TASK MATERIAL:
◇ ◇ ◇

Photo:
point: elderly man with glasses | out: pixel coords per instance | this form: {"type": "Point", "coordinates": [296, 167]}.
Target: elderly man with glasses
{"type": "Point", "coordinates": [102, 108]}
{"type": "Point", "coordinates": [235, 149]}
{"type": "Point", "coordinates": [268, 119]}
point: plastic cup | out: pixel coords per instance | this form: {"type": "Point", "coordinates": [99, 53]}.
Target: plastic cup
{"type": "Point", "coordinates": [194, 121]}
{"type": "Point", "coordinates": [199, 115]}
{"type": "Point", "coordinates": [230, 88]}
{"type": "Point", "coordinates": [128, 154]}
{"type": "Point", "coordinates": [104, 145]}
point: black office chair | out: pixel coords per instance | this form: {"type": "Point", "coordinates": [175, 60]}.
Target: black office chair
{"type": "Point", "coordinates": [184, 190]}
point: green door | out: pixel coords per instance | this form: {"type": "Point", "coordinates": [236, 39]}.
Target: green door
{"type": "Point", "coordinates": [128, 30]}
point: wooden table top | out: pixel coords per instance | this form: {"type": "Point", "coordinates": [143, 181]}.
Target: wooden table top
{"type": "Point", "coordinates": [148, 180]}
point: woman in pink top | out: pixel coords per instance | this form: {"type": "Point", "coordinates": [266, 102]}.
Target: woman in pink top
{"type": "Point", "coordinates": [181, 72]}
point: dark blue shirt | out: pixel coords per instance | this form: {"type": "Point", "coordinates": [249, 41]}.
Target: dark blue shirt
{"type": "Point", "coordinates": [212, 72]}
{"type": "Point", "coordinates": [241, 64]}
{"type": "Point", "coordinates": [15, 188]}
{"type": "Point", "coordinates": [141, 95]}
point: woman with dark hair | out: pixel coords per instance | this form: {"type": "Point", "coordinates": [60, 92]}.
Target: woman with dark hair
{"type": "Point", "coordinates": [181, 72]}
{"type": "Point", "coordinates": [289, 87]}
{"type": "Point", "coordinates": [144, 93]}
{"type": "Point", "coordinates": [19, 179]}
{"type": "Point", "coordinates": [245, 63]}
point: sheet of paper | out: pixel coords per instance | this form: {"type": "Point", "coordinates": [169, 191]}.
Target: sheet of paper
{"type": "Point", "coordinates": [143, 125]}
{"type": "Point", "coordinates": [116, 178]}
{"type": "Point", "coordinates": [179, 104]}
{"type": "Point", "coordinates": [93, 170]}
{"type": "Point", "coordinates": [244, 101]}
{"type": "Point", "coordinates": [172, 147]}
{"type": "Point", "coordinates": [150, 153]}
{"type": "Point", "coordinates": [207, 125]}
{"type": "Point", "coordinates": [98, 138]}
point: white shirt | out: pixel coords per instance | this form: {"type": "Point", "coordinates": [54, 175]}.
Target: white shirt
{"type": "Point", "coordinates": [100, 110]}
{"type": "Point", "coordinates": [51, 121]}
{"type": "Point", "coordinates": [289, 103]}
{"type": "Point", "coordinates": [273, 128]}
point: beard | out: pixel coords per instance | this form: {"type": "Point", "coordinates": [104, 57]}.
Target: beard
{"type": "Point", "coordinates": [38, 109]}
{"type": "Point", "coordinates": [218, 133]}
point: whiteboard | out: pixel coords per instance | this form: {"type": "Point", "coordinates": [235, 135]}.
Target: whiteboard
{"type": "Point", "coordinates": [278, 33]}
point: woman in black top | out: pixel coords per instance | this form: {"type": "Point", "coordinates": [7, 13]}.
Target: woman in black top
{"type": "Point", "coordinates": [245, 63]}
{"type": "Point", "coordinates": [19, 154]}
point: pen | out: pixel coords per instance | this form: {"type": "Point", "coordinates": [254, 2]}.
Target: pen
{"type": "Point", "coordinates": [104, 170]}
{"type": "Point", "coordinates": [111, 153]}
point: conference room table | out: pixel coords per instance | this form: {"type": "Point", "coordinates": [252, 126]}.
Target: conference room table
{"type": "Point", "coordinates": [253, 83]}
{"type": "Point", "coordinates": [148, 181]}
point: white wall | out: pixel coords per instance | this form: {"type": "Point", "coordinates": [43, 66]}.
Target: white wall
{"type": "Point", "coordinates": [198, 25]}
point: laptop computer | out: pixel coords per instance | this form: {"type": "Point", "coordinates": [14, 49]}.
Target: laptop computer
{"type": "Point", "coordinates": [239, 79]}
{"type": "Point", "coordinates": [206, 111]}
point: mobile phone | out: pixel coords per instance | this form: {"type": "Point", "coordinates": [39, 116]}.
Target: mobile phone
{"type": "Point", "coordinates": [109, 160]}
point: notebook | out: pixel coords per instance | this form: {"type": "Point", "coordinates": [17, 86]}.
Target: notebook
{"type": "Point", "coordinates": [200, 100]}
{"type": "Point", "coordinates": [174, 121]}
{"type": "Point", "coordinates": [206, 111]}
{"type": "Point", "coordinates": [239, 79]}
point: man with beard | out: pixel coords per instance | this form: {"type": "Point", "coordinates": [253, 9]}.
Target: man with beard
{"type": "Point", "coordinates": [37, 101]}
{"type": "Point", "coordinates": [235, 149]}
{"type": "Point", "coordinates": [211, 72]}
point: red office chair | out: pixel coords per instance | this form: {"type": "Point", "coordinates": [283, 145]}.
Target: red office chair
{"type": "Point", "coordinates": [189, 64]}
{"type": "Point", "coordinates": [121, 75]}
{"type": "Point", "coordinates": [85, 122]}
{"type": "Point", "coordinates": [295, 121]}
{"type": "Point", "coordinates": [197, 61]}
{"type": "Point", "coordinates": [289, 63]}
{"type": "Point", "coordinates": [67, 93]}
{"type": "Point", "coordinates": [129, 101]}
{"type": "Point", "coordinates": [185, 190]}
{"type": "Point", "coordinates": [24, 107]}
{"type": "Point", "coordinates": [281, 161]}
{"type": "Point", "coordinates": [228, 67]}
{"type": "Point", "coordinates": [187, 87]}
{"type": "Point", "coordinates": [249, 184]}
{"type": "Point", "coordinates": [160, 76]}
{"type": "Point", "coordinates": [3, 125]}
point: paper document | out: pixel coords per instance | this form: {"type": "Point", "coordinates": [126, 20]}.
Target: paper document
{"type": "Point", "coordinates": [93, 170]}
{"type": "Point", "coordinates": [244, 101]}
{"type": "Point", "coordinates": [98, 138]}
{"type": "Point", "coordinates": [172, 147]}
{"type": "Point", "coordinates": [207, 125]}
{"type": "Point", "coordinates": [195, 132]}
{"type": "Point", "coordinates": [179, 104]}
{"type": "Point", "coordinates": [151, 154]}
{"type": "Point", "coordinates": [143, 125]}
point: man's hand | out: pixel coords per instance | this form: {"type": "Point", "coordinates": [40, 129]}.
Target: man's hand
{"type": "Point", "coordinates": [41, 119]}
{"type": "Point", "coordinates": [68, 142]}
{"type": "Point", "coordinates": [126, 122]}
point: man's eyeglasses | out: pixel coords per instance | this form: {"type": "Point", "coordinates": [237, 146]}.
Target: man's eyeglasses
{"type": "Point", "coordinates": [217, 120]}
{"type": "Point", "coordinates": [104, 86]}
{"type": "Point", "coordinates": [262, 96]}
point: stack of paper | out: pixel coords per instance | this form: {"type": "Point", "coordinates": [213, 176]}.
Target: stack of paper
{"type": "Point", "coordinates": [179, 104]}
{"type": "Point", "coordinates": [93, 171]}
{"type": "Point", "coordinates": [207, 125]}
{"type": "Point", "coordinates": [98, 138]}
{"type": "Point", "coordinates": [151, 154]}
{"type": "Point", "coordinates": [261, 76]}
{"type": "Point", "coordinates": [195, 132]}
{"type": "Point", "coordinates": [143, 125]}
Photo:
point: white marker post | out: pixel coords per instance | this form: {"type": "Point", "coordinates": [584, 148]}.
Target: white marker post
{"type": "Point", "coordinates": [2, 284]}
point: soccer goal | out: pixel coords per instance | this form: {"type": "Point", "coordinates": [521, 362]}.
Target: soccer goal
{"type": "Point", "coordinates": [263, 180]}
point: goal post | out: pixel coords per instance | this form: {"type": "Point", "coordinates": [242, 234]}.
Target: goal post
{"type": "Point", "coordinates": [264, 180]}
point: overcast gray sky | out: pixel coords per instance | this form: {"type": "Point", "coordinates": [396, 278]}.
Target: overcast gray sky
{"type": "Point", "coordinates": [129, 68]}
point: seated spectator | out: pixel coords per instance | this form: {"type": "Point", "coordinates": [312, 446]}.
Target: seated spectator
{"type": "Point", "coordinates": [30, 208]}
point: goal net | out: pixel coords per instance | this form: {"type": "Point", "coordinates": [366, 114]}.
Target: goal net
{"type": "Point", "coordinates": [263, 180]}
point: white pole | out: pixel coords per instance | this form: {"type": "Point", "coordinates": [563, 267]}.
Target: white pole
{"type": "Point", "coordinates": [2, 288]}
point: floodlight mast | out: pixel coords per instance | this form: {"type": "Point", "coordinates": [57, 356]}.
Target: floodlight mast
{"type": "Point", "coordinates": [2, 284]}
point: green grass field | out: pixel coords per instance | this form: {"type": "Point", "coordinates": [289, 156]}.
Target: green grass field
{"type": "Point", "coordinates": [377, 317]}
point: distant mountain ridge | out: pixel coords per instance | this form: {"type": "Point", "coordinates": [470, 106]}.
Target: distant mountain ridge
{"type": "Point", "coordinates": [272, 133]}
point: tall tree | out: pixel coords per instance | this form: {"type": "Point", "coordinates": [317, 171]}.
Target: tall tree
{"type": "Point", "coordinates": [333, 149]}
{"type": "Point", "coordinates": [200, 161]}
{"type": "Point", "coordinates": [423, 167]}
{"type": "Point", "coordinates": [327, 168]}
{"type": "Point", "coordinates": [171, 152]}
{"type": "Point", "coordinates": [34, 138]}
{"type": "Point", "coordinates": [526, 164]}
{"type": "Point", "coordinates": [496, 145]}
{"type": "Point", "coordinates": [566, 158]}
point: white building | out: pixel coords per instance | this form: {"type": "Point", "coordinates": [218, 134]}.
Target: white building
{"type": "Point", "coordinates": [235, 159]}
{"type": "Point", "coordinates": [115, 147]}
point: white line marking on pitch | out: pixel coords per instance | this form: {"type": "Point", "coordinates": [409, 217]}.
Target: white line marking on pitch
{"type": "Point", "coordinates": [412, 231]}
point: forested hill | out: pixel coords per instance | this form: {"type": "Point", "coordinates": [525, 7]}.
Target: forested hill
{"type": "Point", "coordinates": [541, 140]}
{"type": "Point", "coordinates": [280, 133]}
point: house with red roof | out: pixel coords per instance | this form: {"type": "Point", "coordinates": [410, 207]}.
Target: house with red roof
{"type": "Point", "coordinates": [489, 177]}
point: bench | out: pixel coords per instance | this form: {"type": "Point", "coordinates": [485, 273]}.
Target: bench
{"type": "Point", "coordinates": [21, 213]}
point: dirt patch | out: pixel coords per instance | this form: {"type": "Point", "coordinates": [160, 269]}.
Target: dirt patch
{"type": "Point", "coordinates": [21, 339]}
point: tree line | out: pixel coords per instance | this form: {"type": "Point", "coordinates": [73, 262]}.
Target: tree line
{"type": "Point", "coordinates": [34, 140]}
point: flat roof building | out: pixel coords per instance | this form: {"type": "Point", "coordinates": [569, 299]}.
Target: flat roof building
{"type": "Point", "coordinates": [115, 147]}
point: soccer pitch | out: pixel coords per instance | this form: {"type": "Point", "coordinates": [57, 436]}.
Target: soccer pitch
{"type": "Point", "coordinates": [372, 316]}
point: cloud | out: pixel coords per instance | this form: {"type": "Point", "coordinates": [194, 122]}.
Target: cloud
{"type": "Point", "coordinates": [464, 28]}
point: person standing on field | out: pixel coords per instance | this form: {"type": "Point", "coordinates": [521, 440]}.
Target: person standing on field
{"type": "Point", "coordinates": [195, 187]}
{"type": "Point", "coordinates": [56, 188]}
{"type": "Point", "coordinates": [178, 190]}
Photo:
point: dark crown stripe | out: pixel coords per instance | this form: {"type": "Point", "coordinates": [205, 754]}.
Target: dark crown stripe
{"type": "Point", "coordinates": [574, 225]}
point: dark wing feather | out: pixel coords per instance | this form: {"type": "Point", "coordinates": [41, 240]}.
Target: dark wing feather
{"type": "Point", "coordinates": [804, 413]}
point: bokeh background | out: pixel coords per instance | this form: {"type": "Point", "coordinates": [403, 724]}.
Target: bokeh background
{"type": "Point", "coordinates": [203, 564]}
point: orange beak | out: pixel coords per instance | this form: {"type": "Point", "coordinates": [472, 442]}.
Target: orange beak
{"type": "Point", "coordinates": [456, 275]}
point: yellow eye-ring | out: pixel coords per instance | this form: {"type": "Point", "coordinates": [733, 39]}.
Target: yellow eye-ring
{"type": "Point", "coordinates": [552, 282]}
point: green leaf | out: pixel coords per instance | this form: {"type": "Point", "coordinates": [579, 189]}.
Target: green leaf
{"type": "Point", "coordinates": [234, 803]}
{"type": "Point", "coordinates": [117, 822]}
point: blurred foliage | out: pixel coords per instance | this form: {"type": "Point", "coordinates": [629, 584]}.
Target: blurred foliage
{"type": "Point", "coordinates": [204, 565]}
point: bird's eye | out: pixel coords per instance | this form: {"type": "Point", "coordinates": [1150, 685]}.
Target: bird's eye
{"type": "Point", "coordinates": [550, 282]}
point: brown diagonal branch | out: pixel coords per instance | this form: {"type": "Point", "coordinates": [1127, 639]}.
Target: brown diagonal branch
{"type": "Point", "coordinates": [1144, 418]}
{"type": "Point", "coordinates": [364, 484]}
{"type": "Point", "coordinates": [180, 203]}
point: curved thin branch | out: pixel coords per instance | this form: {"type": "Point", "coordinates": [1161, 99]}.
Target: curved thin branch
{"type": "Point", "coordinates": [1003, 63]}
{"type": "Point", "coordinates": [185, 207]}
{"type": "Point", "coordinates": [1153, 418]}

◇ ◇ ◇

Your task is to write out the lines from the one with "point: dark wing" through the end of the records, exactly and with nothing added.

EXERCISE RESULT:
point: dark wing feather | out: pixel coords per instance | this form: {"type": "Point", "coordinates": [41, 240]}.
Target: dark wing feather
{"type": "Point", "coordinates": [804, 413]}
point: bokeh background | out: pixel coords per instance | this form: {"type": "Point", "coordinates": [403, 724]}.
Target: bokeh background
{"type": "Point", "coordinates": [203, 564]}
point: orange beak | out: pixel coords per instance | this form: {"type": "Point", "coordinates": [472, 442]}.
Target: orange beak
{"type": "Point", "coordinates": [456, 275]}
point: yellow eye-ring | out: pixel coords per instance | this form: {"type": "Point", "coordinates": [733, 39]}.
Target: yellow eye-ring
{"type": "Point", "coordinates": [552, 282]}
point: green leaf | out: pixel coords per instance | this form: {"type": "Point", "coordinates": [579, 189]}.
Target: green leaf
{"type": "Point", "coordinates": [234, 803]}
{"type": "Point", "coordinates": [117, 822]}
point: blurred foliage | out: pixel coords per instance | this form: {"type": "Point", "coordinates": [629, 584]}.
Target: blurred foliage
{"type": "Point", "coordinates": [204, 565]}
point: bird's eye | out: pixel coords per instance | this form: {"type": "Point", "coordinates": [1150, 685]}.
Target: bird's eye
{"type": "Point", "coordinates": [550, 282]}
point: brown diagonal branch | out: pixel coords per instance | this form: {"type": "Point", "coordinates": [1127, 639]}.
Target: brown diagonal branch
{"type": "Point", "coordinates": [1144, 418]}
{"type": "Point", "coordinates": [364, 484]}
{"type": "Point", "coordinates": [180, 203]}
point: curved thin branch | out: pixel coords per instance | this form: {"type": "Point", "coordinates": [1161, 99]}.
Target: curved thin branch
{"type": "Point", "coordinates": [1003, 63]}
{"type": "Point", "coordinates": [185, 207]}
{"type": "Point", "coordinates": [1153, 418]}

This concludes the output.